-- begin Data extract --

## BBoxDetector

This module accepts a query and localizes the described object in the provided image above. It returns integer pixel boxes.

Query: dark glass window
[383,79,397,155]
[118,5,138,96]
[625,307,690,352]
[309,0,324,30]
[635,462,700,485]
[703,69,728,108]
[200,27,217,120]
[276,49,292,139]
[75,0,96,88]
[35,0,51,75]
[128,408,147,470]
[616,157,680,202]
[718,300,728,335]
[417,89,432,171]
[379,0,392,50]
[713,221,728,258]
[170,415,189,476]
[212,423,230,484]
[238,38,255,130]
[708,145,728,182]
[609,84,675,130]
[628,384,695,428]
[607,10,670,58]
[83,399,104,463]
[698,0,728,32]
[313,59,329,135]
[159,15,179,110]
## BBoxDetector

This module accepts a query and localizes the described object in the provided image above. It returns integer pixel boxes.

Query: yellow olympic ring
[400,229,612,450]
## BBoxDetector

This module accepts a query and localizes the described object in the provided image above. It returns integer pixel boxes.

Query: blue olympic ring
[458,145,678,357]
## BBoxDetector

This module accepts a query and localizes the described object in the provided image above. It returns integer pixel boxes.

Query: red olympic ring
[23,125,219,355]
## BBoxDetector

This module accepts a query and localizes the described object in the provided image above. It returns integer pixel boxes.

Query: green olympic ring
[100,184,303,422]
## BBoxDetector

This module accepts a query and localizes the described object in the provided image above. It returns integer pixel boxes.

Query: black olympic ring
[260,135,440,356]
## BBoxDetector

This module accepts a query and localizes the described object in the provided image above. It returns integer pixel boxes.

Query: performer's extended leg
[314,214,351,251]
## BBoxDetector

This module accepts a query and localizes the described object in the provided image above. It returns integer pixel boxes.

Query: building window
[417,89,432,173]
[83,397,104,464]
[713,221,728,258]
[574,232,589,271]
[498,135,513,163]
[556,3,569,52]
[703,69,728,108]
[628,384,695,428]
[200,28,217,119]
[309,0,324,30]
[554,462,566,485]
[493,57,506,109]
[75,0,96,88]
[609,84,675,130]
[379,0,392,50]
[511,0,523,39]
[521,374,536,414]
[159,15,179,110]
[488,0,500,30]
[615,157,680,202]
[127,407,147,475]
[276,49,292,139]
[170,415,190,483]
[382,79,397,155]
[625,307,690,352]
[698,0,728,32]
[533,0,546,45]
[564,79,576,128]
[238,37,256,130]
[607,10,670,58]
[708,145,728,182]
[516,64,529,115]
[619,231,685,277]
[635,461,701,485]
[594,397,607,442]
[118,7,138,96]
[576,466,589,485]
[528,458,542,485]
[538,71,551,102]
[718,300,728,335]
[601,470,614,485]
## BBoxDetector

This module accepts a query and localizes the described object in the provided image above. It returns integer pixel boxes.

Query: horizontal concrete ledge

-- end Data extract --

Take the listing above and write it out again exactly.

## BBoxDetector

This module accepts a query and localizes the described object in the provided image above. It returns integer pixel boxes.

Query: dark glass window
[383,79,397,155]
[118,5,138,96]
[625,307,690,352]
[309,0,324,30]
[635,462,700,485]
[703,69,728,108]
[200,27,217,120]
[276,49,292,139]
[75,0,96,88]
[35,0,51,75]
[128,408,147,470]
[616,157,680,202]
[718,300,728,335]
[417,89,432,171]
[379,0,392,50]
[713,221,728,258]
[170,415,189,476]
[212,423,230,484]
[238,38,255,130]
[708,145,728,182]
[609,84,675,130]
[628,384,695,428]
[607,10,670,58]
[83,399,104,463]
[698,0,728,32]
[313,59,329,135]
[159,15,179,110]
## BBoxDetector

This module accepts a query and localizes the described object in the provided image above. It returns integer pixel boxes.

Query: yellow olympic ring
[400,229,612,450]
## BBoxDetector

This module accepts a query and localizes the described object in the provided image above. It returns integer pixel boxes.

Query: blue olympic ring
[458,145,678,357]
## BBoxDetector

This module accepts a query and localizes the described object in the provided image above. It returns integer pixel boxes.

Query: red olympic ring
[23,125,219,355]
## BBoxDetector

This module accepts a query and localizes the described object in the provided image above. It returns integer pixel boxes.

Query: green olympic ring
[100,184,303,422]
## BBoxDetector

This module accepts a query and localizes the described object in the provided image above. It returns integer pixel boxes.

Query: black olympic ring
[260,135,440,356]
## BBoxDetector

This module accepts a query and localizes the described object in the provided image above. It returns integer pixel boxes.

Query: performer's extended leg
[314,214,351,251]
## BBoxDetector

This module accepts a query and localizes the described object in the provided image above. It returns integer pixel boxes.

Query: building window
[417,89,432,173]
[83,397,104,464]
[713,221,728,258]
[574,232,589,271]
[498,135,513,163]
[556,3,569,52]
[703,69,728,108]
[628,384,695,428]
[200,28,217,119]
[309,0,324,30]
[554,462,566,485]
[493,57,506,109]
[75,0,96,88]
[609,84,675,130]
[379,0,392,50]
[511,0,523,39]
[521,374,536,414]
[159,15,179,110]
[488,0,500,30]
[615,157,680,202]
[127,407,147,475]
[276,49,292,139]
[170,415,190,483]
[382,79,397,155]
[625,307,690,352]
[698,0,728,32]
[533,0,546,45]
[564,79,576,128]
[238,37,256,130]
[607,10,670,58]
[708,145,728,182]
[516,64,529,115]
[619,231,685,277]
[635,461,701,485]
[594,397,607,442]
[118,7,138,96]
[576,466,589,485]
[528,458,542,485]
[538,71,551,102]
[718,300,728,335]
[601,470,614,485]
## BBoxDetector

This module accepts a query and localizes the described object in the provided image above. It returns integer pixel boxes.

Query: horizontal concrete ledge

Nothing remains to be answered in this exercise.